WHAT YOU NEED TO DO -> Could you turn the material below into a Markdown table with the columns Row and Line, giving each non-blank line its own numbered row? Leave the pictures out of the table.

RECORDS TO USE ->
__________
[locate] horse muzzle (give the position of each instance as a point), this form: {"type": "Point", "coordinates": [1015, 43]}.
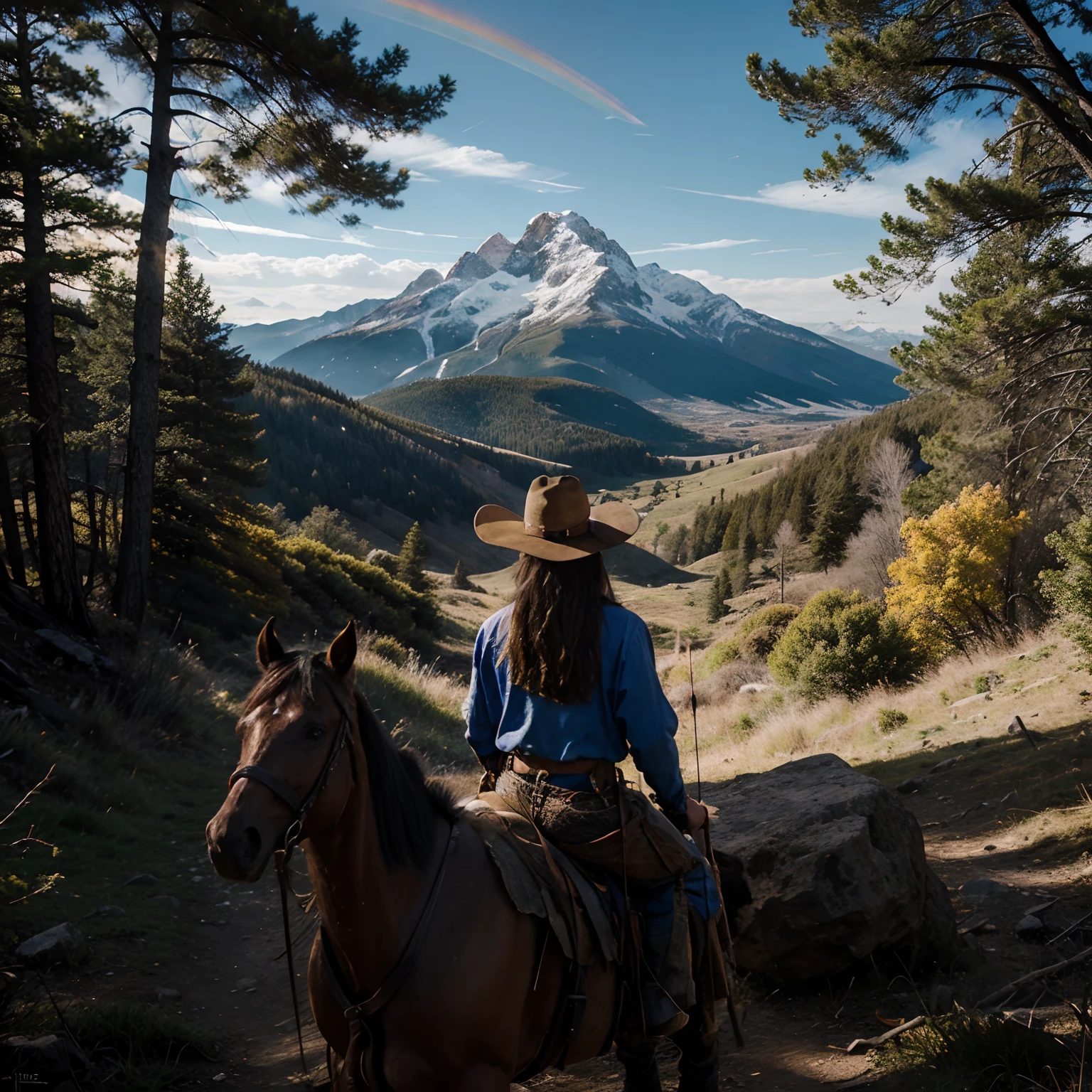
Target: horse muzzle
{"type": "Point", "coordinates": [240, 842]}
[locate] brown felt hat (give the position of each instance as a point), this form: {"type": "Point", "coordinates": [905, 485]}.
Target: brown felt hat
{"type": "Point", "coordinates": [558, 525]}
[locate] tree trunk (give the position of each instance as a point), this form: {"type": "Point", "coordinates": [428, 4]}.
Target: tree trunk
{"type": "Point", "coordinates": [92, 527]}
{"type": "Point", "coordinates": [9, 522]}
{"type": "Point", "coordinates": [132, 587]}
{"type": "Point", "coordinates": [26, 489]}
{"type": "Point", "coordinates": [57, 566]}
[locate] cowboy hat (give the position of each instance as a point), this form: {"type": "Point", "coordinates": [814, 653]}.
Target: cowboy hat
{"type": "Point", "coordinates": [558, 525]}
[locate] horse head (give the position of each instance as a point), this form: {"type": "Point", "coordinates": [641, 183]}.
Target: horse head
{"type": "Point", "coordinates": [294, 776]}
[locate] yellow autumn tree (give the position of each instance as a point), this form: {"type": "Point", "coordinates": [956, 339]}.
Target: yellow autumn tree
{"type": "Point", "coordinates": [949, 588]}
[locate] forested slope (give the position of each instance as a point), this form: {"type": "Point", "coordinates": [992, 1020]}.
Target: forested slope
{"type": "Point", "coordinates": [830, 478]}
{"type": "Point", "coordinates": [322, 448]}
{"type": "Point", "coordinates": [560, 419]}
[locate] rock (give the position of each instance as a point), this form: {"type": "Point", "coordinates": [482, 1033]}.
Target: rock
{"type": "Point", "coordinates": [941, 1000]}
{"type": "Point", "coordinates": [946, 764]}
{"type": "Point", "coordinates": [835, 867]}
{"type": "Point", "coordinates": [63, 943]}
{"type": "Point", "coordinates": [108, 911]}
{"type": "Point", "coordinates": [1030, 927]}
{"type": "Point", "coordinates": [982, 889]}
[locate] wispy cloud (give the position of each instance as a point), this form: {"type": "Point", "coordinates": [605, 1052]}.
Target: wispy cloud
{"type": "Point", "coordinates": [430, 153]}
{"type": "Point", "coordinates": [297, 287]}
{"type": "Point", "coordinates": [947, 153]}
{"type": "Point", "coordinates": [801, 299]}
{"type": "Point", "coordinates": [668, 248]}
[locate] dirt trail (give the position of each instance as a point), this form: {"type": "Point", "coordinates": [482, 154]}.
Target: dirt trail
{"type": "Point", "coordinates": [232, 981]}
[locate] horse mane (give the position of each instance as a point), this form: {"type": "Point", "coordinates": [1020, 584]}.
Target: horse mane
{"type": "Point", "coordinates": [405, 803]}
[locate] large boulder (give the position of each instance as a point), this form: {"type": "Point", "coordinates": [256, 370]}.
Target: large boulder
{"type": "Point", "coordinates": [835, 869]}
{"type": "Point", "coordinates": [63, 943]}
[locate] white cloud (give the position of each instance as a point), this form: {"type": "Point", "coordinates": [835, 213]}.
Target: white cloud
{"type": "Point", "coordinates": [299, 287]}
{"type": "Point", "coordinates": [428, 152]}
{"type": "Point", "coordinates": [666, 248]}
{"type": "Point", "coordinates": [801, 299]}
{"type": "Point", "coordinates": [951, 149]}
__________
ANSWER BELOW ->
| Row | Line |
|---|---|
| 1 | [locate] horse muzzle (give the position of each instance as a point), this form: {"type": "Point", "coordinates": [1015, 43]}. |
| 2 | Target: horse muzzle |
| 3 | {"type": "Point", "coordinates": [240, 842]} |
| 4 | [locate] brown felt hat (give the position of each instance as a point), this form: {"type": "Point", "coordinates": [905, 485]}. |
| 5 | Target: brown felt hat |
| 6 | {"type": "Point", "coordinates": [558, 525]} |
| 7 | [locate] tree trunk (give the position of each instance as a point), this form: {"type": "Point", "coordinates": [428, 4]}. |
| 8 | Target: tree trunk |
| 9 | {"type": "Point", "coordinates": [92, 527]} |
| 10 | {"type": "Point", "coordinates": [9, 522]} |
| 11 | {"type": "Point", "coordinates": [132, 587]} |
| 12 | {"type": "Point", "coordinates": [26, 489]} |
| 13 | {"type": "Point", "coordinates": [57, 566]} |
| 14 | [locate] cowboy hat (give the position of each instance as a point), this form: {"type": "Point", "coordinates": [814, 653]}. |
| 15 | Target: cowboy hat |
| 16 | {"type": "Point", "coordinates": [558, 525]} |
| 17 | [locate] horse head (give the position of each instance as a point), this form: {"type": "Point", "coordinates": [641, 183]}. |
| 18 | Target: horse head |
| 19 | {"type": "Point", "coordinates": [294, 776]} |
| 20 | [locate] yellow autumn tree (give the position of each instance as a point), this form: {"type": "Point", "coordinates": [956, 339]}. |
| 21 | Target: yellow autumn tree |
| 22 | {"type": "Point", "coordinates": [949, 588]} |
| 23 | [locate] forested slope (give the position of each instance as a point), this form: {"type": "Point", "coordinates": [992, 1020]}. |
| 24 | Target: forested slope |
| 25 | {"type": "Point", "coordinates": [830, 478]} |
| 26 | {"type": "Point", "coordinates": [322, 448]} |
| 27 | {"type": "Point", "coordinates": [560, 419]} |
| 28 | [locate] rock (give the position of each instance as a point), this form: {"type": "Point", "coordinates": [482, 1033]}. |
| 29 | Target: rock |
| 30 | {"type": "Point", "coordinates": [941, 1000]} |
| 31 | {"type": "Point", "coordinates": [946, 764]} |
| 32 | {"type": "Point", "coordinates": [835, 867]} |
| 33 | {"type": "Point", "coordinates": [63, 943]} |
| 34 | {"type": "Point", "coordinates": [108, 911]} |
| 35 | {"type": "Point", "coordinates": [1030, 927]} |
| 36 | {"type": "Point", "coordinates": [982, 889]} |
| 37 | [locate] wispy cloud (give the position of each instance as a point), this form: {"type": "Point", "coordinates": [605, 1052]}. |
| 38 | Target: wispy cloud |
| 39 | {"type": "Point", "coordinates": [430, 153]} |
| 40 | {"type": "Point", "coordinates": [297, 287]} |
| 41 | {"type": "Point", "coordinates": [947, 153]} |
| 42 | {"type": "Point", "coordinates": [801, 299]} |
| 43 | {"type": "Point", "coordinates": [668, 248]} |
| 44 | [locate] dirt trail (give the position of each instance as a point), this form: {"type": "Point", "coordinates": [482, 154]}. |
| 45 | Target: dirt trail |
| 46 | {"type": "Point", "coordinates": [232, 981]} |
| 47 | [locate] horse mane (give the position of each instance as a point), this form: {"type": "Point", "coordinates": [1020, 584]}. |
| 48 | Target: horse mane |
| 49 | {"type": "Point", "coordinates": [405, 803]} |
| 50 | [locate] large boulder (give the position of each instance as a point), this form: {"type": "Point", "coordinates": [256, 370]}. |
| 51 | Target: large boulder |
| 52 | {"type": "Point", "coordinates": [835, 869]} |
| 53 | {"type": "Point", "coordinates": [63, 943]} |
| 54 | [locate] white cloud (give the position of each instance as a point), this form: {"type": "Point", "coordinates": [835, 213]}. |
| 55 | Target: white cloud |
| 56 | {"type": "Point", "coordinates": [299, 287]} |
| 57 | {"type": "Point", "coordinates": [428, 152]} |
| 58 | {"type": "Point", "coordinates": [666, 248]} |
| 59 | {"type": "Point", "coordinates": [801, 299]} |
| 60 | {"type": "Point", "coordinates": [951, 149]} |